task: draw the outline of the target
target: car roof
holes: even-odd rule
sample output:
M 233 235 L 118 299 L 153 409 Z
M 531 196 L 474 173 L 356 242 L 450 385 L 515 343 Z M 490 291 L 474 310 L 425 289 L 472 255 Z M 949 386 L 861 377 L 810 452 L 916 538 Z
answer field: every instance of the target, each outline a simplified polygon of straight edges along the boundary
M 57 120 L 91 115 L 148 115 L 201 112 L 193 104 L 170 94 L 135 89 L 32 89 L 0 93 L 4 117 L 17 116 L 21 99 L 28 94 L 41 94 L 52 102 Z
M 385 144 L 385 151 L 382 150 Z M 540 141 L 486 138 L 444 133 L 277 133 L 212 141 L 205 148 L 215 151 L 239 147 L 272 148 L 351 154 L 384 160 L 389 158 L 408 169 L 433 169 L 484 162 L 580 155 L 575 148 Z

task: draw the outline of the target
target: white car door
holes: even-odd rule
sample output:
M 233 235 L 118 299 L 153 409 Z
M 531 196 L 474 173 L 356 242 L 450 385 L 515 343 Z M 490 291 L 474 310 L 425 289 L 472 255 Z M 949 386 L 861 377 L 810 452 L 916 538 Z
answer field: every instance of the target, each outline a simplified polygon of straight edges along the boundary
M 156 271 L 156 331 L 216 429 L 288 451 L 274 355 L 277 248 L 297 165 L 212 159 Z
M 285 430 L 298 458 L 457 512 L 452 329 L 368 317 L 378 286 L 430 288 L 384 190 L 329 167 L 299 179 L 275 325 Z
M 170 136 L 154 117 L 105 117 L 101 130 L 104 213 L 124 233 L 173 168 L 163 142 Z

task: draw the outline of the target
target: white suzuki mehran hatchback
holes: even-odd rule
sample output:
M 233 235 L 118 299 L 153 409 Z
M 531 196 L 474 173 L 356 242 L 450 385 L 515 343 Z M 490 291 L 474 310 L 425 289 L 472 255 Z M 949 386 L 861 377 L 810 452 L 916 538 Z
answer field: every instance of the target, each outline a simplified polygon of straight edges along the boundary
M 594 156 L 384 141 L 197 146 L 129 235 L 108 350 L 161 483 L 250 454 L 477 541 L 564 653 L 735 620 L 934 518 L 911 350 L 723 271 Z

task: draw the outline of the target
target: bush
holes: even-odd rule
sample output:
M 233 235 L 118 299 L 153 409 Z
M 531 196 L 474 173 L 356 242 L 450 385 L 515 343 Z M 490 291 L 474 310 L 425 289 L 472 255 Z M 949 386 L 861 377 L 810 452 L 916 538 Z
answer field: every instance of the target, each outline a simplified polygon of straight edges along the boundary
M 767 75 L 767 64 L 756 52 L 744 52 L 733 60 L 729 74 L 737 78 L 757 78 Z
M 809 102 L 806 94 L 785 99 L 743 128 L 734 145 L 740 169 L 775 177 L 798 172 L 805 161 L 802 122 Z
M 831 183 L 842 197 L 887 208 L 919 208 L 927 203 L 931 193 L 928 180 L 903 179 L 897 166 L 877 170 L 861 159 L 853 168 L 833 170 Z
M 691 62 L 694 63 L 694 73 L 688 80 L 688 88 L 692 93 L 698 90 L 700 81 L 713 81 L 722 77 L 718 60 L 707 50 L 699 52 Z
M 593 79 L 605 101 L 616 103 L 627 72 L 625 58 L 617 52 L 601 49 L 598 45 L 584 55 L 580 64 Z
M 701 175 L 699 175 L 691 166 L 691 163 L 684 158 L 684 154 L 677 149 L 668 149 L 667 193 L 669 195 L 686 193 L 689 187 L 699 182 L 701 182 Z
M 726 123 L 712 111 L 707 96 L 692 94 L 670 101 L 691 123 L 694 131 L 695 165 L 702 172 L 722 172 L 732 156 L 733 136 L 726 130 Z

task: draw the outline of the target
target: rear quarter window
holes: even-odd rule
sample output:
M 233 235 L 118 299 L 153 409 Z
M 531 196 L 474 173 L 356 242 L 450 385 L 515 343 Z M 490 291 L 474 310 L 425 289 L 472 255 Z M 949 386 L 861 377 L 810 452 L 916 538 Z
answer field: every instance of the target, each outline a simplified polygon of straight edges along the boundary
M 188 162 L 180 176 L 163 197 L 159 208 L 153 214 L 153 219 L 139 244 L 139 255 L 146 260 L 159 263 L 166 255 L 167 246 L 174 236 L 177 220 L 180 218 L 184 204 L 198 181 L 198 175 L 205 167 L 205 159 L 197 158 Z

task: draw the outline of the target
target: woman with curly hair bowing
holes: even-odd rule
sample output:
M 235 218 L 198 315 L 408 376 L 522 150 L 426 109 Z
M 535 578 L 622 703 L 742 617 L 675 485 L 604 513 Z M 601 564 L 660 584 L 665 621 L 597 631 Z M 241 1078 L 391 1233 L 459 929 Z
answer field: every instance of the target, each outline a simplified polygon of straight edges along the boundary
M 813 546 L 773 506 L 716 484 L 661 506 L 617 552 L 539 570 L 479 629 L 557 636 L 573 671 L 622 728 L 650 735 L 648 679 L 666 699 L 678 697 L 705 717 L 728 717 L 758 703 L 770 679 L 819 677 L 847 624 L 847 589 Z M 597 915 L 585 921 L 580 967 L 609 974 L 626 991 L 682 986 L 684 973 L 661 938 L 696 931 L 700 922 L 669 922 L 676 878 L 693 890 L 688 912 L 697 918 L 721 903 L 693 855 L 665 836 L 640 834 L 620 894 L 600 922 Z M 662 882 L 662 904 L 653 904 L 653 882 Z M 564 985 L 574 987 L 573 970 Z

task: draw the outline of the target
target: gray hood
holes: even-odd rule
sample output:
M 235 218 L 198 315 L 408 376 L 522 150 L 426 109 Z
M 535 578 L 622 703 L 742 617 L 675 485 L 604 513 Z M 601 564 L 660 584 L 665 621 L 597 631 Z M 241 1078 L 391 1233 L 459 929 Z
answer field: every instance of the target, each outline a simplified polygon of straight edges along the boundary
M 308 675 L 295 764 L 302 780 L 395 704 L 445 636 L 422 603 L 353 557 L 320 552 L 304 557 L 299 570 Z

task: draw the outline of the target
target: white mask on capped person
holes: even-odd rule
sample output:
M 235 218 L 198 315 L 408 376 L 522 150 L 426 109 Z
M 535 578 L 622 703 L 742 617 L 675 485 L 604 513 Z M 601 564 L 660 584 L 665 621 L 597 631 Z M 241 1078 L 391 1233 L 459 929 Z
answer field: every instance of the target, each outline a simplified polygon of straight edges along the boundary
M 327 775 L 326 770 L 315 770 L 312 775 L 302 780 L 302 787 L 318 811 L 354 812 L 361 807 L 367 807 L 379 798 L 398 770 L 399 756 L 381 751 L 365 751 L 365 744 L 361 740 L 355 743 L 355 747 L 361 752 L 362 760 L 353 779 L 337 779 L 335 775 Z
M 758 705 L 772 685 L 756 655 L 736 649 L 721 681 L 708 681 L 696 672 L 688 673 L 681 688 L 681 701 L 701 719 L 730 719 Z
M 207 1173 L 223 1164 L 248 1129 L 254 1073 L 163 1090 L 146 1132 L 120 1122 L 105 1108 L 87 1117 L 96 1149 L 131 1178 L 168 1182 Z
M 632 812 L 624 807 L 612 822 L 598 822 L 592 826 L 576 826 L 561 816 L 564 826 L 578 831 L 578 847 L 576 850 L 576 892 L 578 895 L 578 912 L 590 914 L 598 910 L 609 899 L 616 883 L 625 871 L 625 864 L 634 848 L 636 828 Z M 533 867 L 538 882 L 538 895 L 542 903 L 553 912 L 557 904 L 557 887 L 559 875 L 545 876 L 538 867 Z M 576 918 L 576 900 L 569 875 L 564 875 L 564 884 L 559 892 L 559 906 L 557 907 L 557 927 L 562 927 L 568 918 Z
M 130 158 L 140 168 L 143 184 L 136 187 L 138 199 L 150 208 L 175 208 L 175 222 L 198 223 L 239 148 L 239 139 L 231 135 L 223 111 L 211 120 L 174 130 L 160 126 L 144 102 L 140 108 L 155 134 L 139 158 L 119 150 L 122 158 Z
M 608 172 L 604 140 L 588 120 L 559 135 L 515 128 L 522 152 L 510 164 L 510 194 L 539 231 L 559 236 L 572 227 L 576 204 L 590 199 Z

__Stated task__
Copy the material word for word, from its very first line through the line containing "M 385 144 L", including that line.

__Finished exercise__
task: draw the outline of the target
target: car roof
holes: even-odd rule
sample output:
M 233 235 L 118 299 L 153 409 Z
M 531 196 L 474 173 L 356 242 L 450 385 L 515 343 Z M 490 291 L 474 310 L 425 289 L 472 255 Z M 949 386 L 861 377 L 810 452 L 916 538 Z
answer field: every instance of the target, each outline a simplified polygon of straight edges along the boundary
M 57 120 L 91 115 L 148 115 L 201 112 L 193 104 L 170 94 L 135 89 L 32 89 L 0 93 L 4 117 L 17 116 L 21 99 L 28 94 L 41 94 L 52 102 Z
M 385 144 L 385 151 L 382 150 Z M 540 141 L 486 138 L 444 133 L 277 133 L 212 141 L 205 148 L 215 151 L 239 147 L 272 148 L 351 154 L 384 160 L 389 158 L 408 169 L 433 169 L 484 162 L 580 155 L 575 148 Z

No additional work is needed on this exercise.